▶ **SET PROBLEM**
Copy out every record below exactly as written, but leave out any pictures.

▶ **RECORDS TO USE**

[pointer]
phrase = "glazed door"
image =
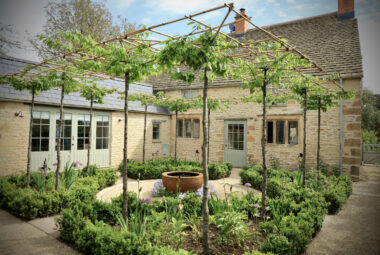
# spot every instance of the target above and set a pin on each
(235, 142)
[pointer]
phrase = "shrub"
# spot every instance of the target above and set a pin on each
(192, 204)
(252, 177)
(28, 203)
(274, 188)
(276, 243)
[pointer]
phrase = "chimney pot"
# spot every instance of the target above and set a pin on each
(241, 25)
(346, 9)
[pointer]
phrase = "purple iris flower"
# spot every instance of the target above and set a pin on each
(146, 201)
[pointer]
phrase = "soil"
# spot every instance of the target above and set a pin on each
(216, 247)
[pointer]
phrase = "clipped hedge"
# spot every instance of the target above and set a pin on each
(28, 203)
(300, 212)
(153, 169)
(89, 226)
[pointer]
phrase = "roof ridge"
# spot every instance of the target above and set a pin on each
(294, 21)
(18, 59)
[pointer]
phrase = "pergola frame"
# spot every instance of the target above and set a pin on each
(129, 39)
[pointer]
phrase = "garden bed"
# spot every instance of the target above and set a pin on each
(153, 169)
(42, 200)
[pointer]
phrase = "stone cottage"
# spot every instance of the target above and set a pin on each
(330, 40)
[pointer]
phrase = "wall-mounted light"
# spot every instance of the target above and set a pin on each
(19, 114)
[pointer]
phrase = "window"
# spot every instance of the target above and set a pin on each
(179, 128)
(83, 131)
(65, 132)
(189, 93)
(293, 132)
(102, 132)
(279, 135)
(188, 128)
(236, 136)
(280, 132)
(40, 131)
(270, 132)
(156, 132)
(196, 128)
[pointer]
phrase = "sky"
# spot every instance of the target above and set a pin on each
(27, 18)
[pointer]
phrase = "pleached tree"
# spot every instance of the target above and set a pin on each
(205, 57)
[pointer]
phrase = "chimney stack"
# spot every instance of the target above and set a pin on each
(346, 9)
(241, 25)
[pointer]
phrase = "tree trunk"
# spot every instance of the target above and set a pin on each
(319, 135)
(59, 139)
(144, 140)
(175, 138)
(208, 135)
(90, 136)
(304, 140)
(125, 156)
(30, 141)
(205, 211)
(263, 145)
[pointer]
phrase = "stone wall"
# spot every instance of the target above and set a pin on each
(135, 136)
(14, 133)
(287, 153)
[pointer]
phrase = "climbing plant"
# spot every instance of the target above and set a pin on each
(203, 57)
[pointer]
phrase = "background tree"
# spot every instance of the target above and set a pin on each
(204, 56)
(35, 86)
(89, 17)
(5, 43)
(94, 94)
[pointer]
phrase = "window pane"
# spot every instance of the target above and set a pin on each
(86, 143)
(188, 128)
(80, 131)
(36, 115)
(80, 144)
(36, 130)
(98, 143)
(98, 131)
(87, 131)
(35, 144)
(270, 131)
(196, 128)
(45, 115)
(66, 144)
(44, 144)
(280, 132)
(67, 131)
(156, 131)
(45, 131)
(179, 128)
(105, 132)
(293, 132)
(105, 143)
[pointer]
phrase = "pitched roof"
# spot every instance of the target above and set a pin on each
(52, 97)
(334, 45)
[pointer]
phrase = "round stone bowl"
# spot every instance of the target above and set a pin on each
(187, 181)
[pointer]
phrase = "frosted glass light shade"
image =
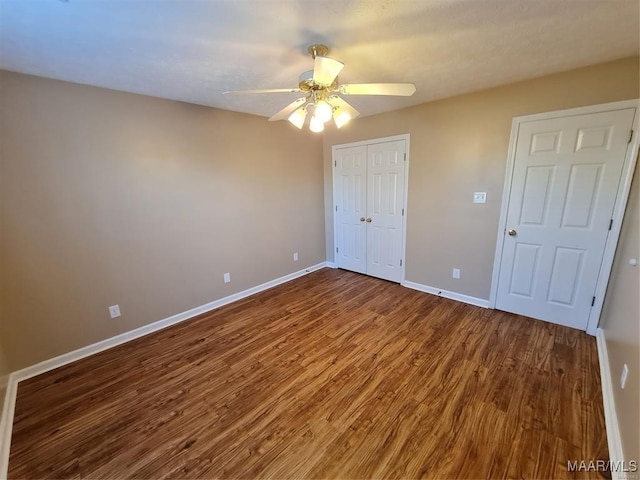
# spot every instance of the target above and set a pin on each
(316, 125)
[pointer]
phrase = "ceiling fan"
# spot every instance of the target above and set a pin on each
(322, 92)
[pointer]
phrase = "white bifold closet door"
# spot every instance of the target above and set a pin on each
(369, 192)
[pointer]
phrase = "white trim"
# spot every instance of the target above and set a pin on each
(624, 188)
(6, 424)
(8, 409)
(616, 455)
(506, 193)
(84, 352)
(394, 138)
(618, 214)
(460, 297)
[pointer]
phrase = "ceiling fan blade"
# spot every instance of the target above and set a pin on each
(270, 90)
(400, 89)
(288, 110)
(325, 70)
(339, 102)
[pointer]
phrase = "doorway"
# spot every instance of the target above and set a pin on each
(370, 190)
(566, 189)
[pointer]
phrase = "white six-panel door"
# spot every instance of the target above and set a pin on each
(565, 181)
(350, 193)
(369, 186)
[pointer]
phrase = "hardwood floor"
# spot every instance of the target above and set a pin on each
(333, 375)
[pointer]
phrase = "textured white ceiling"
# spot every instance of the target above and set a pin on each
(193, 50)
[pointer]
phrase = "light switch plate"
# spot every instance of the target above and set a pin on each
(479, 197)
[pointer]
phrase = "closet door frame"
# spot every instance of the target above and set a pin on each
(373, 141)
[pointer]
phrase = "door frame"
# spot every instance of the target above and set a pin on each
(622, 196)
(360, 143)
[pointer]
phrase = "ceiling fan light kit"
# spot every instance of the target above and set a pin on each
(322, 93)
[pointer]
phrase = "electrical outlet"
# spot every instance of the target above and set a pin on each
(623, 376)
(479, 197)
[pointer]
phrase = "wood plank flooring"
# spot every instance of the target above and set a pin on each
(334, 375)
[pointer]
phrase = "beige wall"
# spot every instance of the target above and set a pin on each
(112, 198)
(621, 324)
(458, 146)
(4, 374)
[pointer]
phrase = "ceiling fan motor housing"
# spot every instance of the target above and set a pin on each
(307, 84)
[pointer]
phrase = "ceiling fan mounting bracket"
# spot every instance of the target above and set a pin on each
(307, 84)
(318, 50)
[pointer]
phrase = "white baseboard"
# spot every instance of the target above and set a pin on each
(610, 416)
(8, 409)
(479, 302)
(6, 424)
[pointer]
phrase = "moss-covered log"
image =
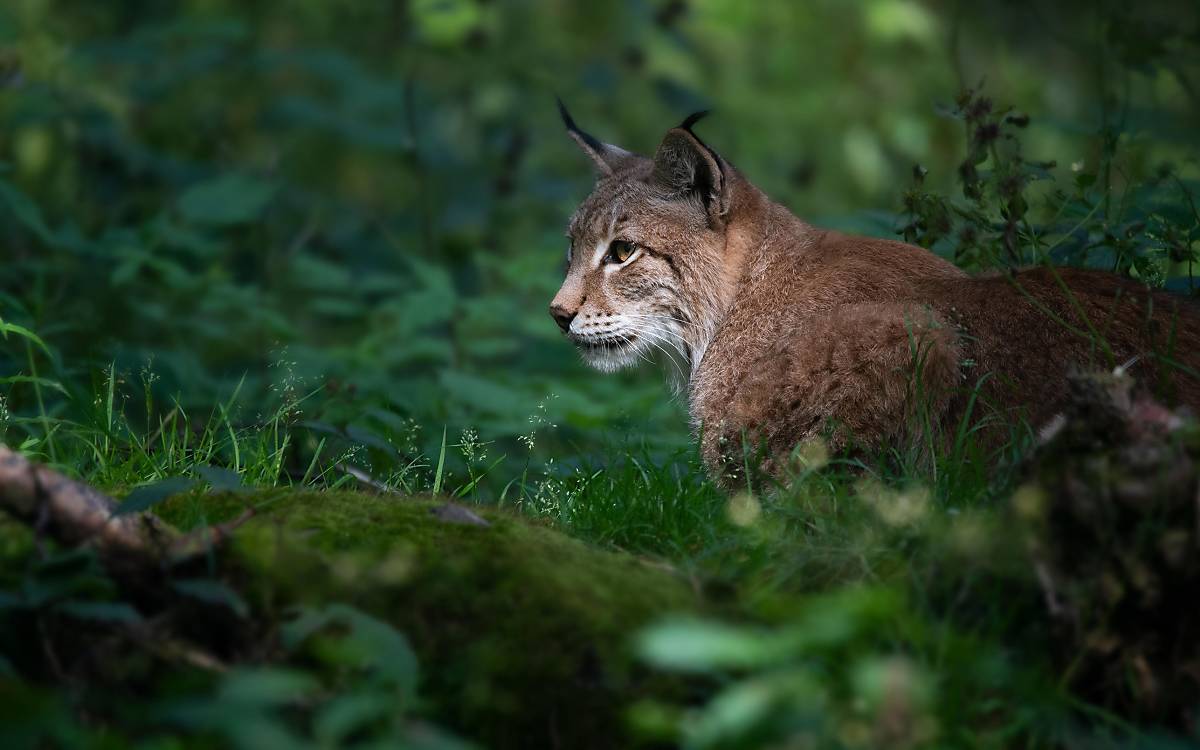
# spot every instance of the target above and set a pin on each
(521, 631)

▶ **TASK RESPONSE**
[pointer]
phrase = "glazed door"
image =
# spot every instance of the target above and set a pin on each
(235, 142)
[pointer]
phrase = "shrub"
# spot every instance of the target above and set a pin on each
(192, 204)
(252, 177)
(28, 203)
(274, 188)
(276, 243)
[pointer]
phrase = "chimney pot"
# spot every instance of the target above and set a pin on each
(241, 25)
(346, 9)
[pointer]
phrase = "purple iris flower"
# spot every instance of the target above and set a pin on each
(146, 201)
[pointer]
phrase = "soil"
# spot every instance of the target above and set a pin on each
(216, 247)
[pointer]
phrase = "clipped hedge"
# spot every instance of the target above and set a pin on each
(28, 203)
(300, 212)
(153, 169)
(89, 226)
[pointer]
phrase = "roof ridge"
# spot every instance of the target above and set a pin on each
(294, 21)
(18, 59)
[pointer]
phrase = "pergola frame"
# spot every instance of the target above and set a pin on each
(129, 39)
[pointer]
phrase = "garden bed"
# spot every instance of the target above and set a pin on each
(153, 169)
(42, 200)
[pointer]
phrase = "stone cottage"
# spot every instance of the target above and set a pin on each
(330, 40)
[pointer]
phrase = "wall-mounted light"
# spot every instance of the target above and set a pin on each
(19, 114)
[pointer]
phrase = "window"
# spot every instance of the target above and set a pin on each
(179, 128)
(83, 131)
(65, 132)
(189, 93)
(293, 132)
(102, 132)
(279, 135)
(188, 128)
(236, 136)
(280, 132)
(40, 131)
(270, 132)
(156, 132)
(196, 128)
[pointer]
phrase = "sky"
# spot every instance of the target above and set a pin on each
(27, 18)
[pointer]
phrase = "pleached tree"
# spot every instance of the target above and set a pin on each
(205, 57)
[pointer]
phrase = "chimney stack"
# spot every instance of the target above and set a pin on each
(346, 9)
(241, 25)
[pointer]
phrase = "tree trunk"
# spot every instance of the target above and set a pin on each
(319, 135)
(59, 139)
(144, 140)
(175, 138)
(208, 135)
(90, 136)
(304, 140)
(125, 156)
(30, 141)
(205, 211)
(263, 145)
[pointer]
phrase = "stone wall"
# spot every instance of the target above and set a pin on each
(135, 136)
(14, 133)
(287, 153)
[pointer]
phrase = "climbing plant"
# spot every instance of the target above and set a pin on each
(203, 57)
[pointer]
phrase = "background tree"
# spot every instance of the target above and set a pin on each
(204, 56)
(35, 86)
(89, 17)
(5, 43)
(94, 94)
[pointer]
phrase = "window pane"
# spot every instance of the target above and set a pin on each
(86, 143)
(188, 128)
(80, 131)
(36, 115)
(80, 144)
(36, 130)
(98, 143)
(98, 131)
(87, 131)
(35, 144)
(270, 131)
(196, 128)
(45, 115)
(66, 144)
(44, 144)
(280, 132)
(67, 131)
(156, 131)
(45, 131)
(179, 128)
(105, 132)
(293, 132)
(105, 143)
[pointer]
phrase = "pitched roof"
# spot every instance of the target above and set a pin on each
(52, 97)
(334, 45)
[pointer]
phrase = "round stone bowl"
# spot every instance of the target above and set a pin on each
(187, 181)
[pointer]
phrase = "frosted glass light shade"
image =
# spot every instance of the target above and set a pin on each
(316, 125)
[pointer]
phrase = "ceiling fan"
# spot every instance of the target above and set a pin on each
(322, 92)
[pointer]
phrase = "white bifold closet door"
# spot every instance of the target above and set a pin on each
(369, 192)
[pointer]
phrase = "white trim"
# spot every instance of the target above and set a pin on each
(624, 188)
(6, 424)
(8, 409)
(616, 455)
(506, 193)
(84, 352)
(394, 138)
(618, 214)
(460, 297)
[pointer]
phrase = "ceiling fan blade"
# spot every instance of the target above and set a pin on each
(270, 90)
(400, 89)
(288, 110)
(325, 70)
(339, 102)
[pointer]
phrase = "doorway"
# spot every instance of the target above and set a pin on each
(370, 190)
(566, 189)
[pointer]
phrase = "white six-panel door"
# spot every instance of the target above and set a pin on each
(565, 181)
(350, 193)
(369, 186)
[pointer]
phrase = "hardwood floor"
# spot every instance of the target above and set a pin on each
(333, 375)
[pointer]
phrase = "textured white ceiling"
# spot every instance of the target above and set a pin on each
(193, 50)
[pointer]
phrase = "light switch plate"
# spot every instance of the target above and set a pin on each
(479, 197)
[pointer]
phrase = "closet door frame"
# spot every instance of the target above and set a pin on each
(373, 141)
[pointer]
phrase = "door frame"
# spot every instance of the target above and set a pin on each
(622, 196)
(360, 143)
[pointer]
phrase = "ceiling fan light kit"
# spot every instance of the target above and set a pin on each
(322, 93)
[pointer]
phrase = "electrical outlet"
# spot every instance of the target above and set a pin on each
(623, 376)
(479, 197)
[pointer]
phrase = "wood plank flooring"
# spot every instance of the target above and set a pin on each
(334, 375)
[pointer]
phrase = "beige wall"
# spot every instance of the target above and set a pin on each
(112, 198)
(621, 324)
(458, 146)
(4, 374)
[pointer]
phrase = "ceiling fan motor housing"
# spot every instance of the target above and set a pin on each
(307, 84)
[pointer]
phrase = "ceiling fan mounting bracket"
# spot every instance of the target above and set a pin on each
(307, 84)
(318, 50)
[pointer]
phrase = "white baseboard"
# spot every instance of the target above and set a pin on each
(610, 416)
(8, 409)
(479, 302)
(6, 424)
[pointer]
phrase = "moss-covered log"
image =
# spot every instance of the target above and set a pin on each
(521, 631)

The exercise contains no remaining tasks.